### CONSEGNE:
#1 Estrai dall'articolo sul tennis femminile il passaggio da "Per il tennis" fino a "un episodio irripetibile." incluso, copiandolo senza alcuna modifica.
#2 Con quale punteggio si è conclusa la partita tra Vinci e Radwanska di cui parla l'articolo sul tennis femminile?

Per il tennis femminile è stato un inizio di stagione con più dubbi che certezze; nei primi tornei è stata molto frequente la caduta anticipata delle teste di serie, e anche il ranking sembra attraversare una fase di instabilità superiore al solito. In più lascia perplessi la condizione di molte delle giocatrici considerate più forti, che spesso hanno deluso, tra acciacchi vari e sconfitte premature.
Durante il torneo di Doha mi interrogavo su questi temi e stavo pensando di trattarli per l’articolo del martedì, quando la partita tra Vinci e Radwanska (vinta da Radwanska 3-6, 6-2, 6-3) ha modificato il mio punto di vista. Forse apparirò volubile, però mi sono convinto che una partita del genere non possa passare sotto silenzio; e, ragionandoci su, non credo nemmeno che possa essere considerata come un episodio irripetibile.

### MATERIALE MOSTRATO:
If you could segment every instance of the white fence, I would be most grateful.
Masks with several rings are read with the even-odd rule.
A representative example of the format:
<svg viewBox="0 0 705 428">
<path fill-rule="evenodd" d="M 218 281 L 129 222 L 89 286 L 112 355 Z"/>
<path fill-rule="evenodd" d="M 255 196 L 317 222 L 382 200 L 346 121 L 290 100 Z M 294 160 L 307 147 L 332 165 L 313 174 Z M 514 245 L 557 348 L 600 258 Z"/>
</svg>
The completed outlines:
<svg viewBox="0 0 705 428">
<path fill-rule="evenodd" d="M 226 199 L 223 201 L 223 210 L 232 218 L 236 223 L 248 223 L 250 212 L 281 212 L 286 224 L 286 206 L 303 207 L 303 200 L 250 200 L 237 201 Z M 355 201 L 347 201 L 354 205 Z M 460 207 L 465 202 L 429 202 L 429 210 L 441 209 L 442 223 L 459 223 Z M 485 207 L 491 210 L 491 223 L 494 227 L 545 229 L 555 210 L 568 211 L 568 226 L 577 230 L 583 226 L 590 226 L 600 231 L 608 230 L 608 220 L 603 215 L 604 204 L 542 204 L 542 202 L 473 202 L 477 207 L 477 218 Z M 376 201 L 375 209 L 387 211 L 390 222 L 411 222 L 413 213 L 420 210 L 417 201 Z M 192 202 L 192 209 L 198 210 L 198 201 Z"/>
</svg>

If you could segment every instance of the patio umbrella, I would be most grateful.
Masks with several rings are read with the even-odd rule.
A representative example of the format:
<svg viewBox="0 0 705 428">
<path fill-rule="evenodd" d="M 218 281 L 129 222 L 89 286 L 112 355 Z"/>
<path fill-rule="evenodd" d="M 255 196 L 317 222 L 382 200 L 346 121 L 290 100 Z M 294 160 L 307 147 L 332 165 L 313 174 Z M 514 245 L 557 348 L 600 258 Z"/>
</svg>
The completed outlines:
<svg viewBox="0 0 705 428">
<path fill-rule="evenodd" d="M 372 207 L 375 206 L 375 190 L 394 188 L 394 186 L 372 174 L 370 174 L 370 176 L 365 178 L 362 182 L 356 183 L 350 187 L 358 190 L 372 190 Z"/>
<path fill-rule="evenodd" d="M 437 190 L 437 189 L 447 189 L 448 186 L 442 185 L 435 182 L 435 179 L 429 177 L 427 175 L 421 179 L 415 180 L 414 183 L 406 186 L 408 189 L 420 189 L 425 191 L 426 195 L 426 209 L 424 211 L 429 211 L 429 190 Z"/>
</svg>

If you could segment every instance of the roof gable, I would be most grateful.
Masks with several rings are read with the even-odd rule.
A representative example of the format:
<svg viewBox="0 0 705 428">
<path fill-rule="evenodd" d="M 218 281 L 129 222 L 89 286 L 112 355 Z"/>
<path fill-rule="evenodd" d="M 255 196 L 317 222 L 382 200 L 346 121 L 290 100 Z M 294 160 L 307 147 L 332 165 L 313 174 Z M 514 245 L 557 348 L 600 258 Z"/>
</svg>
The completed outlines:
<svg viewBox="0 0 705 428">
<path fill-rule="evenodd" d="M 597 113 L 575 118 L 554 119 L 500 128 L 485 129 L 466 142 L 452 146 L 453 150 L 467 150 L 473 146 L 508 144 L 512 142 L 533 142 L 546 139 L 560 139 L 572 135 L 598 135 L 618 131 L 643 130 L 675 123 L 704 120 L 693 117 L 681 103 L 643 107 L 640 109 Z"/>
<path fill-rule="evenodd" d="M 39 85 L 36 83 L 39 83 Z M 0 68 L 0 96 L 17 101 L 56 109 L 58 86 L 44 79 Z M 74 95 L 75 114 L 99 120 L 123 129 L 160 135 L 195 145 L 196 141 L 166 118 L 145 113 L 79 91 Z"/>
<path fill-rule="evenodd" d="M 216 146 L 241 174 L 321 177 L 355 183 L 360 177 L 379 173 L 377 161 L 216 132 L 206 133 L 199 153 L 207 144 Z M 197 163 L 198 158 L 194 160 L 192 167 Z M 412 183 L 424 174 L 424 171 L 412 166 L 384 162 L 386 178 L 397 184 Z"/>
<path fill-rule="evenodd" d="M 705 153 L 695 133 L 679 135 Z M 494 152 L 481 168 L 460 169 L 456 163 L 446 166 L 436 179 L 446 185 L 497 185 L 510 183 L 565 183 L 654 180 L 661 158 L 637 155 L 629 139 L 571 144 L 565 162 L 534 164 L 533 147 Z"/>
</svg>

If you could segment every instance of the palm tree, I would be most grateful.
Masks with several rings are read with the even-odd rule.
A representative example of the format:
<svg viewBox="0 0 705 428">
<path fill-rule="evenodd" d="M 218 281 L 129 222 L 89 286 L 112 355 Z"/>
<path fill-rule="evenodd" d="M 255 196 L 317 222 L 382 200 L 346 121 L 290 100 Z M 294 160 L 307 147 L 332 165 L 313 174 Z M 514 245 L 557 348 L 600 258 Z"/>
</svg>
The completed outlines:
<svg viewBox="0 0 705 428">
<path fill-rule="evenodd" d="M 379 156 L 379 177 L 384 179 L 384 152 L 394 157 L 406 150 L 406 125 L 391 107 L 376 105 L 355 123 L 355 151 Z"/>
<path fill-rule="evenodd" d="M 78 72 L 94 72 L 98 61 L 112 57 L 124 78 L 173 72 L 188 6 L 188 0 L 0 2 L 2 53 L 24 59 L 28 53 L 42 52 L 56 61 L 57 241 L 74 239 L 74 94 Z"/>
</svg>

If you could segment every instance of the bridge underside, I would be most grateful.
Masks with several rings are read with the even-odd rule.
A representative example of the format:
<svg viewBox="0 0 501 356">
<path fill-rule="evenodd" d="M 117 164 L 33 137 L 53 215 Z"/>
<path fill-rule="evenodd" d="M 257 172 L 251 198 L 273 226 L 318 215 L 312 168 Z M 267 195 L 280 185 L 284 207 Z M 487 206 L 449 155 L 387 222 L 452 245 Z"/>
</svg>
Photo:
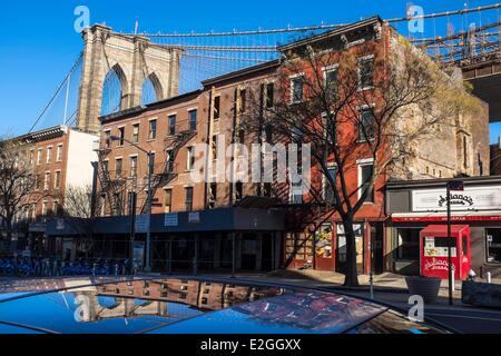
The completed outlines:
<svg viewBox="0 0 501 356">
<path fill-rule="evenodd" d="M 473 85 L 473 93 L 489 103 L 491 122 L 501 121 L 501 65 L 463 71 L 464 78 Z"/>
</svg>

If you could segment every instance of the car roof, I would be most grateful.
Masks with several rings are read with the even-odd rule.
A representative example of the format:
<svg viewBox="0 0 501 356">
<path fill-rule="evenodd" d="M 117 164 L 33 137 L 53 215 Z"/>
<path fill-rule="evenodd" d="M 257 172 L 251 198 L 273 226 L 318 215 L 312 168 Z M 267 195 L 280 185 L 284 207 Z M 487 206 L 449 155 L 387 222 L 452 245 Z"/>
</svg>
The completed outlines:
<svg viewBox="0 0 501 356">
<path fill-rule="evenodd" d="M 389 310 L 341 293 L 224 278 L 55 279 L 23 288 L 0 288 L 0 334 L 341 334 Z"/>
</svg>

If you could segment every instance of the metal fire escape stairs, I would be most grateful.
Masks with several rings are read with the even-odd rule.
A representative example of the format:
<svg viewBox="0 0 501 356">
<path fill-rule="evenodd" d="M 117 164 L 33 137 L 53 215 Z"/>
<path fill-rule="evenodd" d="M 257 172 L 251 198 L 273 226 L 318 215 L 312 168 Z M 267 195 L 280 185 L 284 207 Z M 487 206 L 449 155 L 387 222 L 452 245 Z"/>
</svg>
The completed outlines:
<svg viewBox="0 0 501 356">
<path fill-rule="evenodd" d="M 185 147 L 195 136 L 196 131 L 186 130 L 176 135 L 169 135 L 165 139 L 165 160 L 159 174 L 154 174 L 151 177 L 151 196 L 155 197 L 157 190 L 167 186 L 174 179 L 178 177 L 176 159 L 179 151 Z M 147 190 L 148 190 L 148 176 L 144 178 L 143 188 L 139 191 L 145 191 L 144 201 L 141 204 L 141 214 L 147 210 Z"/>
</svg>

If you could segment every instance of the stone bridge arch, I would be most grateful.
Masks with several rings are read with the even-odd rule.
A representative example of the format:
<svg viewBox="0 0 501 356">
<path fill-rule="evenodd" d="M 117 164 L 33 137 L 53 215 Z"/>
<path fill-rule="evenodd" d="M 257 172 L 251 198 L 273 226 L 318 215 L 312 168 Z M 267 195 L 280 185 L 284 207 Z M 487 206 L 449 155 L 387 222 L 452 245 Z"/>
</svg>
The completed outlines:
<svg viewBox="0 0 501 356">
<path fill-rule="evenodd" d="M 99 131 L 105 78 L 114 68 L 119 68 L 118 75 L 125 82 L 121 110 L 140 106 L 143 83 L 147 78 L 153 80 L 158 100 L 178 95 L 180 49 L 158 46 L 140 36 L 115 33 L 102 24 L 95 24 L 82 36 L 85 48 L 77 123 L 80 130 Z"/>
</svg>

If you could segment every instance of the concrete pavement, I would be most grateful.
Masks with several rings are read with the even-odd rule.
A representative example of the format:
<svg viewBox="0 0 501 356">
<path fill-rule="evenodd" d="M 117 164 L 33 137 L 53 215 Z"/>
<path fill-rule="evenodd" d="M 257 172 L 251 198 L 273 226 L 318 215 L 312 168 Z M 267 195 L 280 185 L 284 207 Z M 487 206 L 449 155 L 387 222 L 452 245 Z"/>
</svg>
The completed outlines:
<svg viewBox="0 0 501 356">
<path fill-rule="evenodd" d="M 245 280 L 282 283 L 303 287 L 314 287 L 346 291 L 350 295 L 371 298 L 369 276 L 360 277 L 360 288 L 344 288 L 344 276 L 334 273 L 314 270 L 281 270 L 266 275 L 243 274 L 237 278 Z M 501 280 L 493 280 L 501 284 Z M 394 274 L 374 276 L 374 300 L 391 305 L 401 310 L 409 310 L 409 293 L 405 278 Z M 424 317 L 436 320 L 466 334 L 501 334 L 501 310 L 479 308 L 461 303 L 461 283 L 455 284 L 454 305 L 449 305 L 448 281 L 442 283 L 440 296 L 435 304 L 424 306 Z"/>
</svg>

### RISPOSTE ALLE CONSEGNE:
#1
Per il tennis femminile è stato un inizio di stagione con più dubbi che certezze; nei primi tornei è stata molto frequente la caduta anticipata delle teste di serie, e anche il ranking sembra attraversare una fase di instabilità superiore al solito. In più lascia perplessi la condizione di molte delle giocatrici considerate più forti, che spesso hanno deluso, tra acciacchi vari e sconfitte premature.
Durante il torneo di Doha mi interrogavo su questi temi e stavo pensando di trattarli per l’articolo del martedì, quando la partita tra Vinci e Radwanska (vinta da Radwanska 3-6, 6-2, 6-3) ha modificato il mio punto di vista. Forse apparirò volubile, però mi sono convinto che una partita del genere non possa passare sotto silenzio; e, ragionandoci su, non credo nemmeno che possa essere considerata come un episodio irripetibile.

#2 La partita è stata vinta da Radwanska per 3-6, 6-2, 6-3.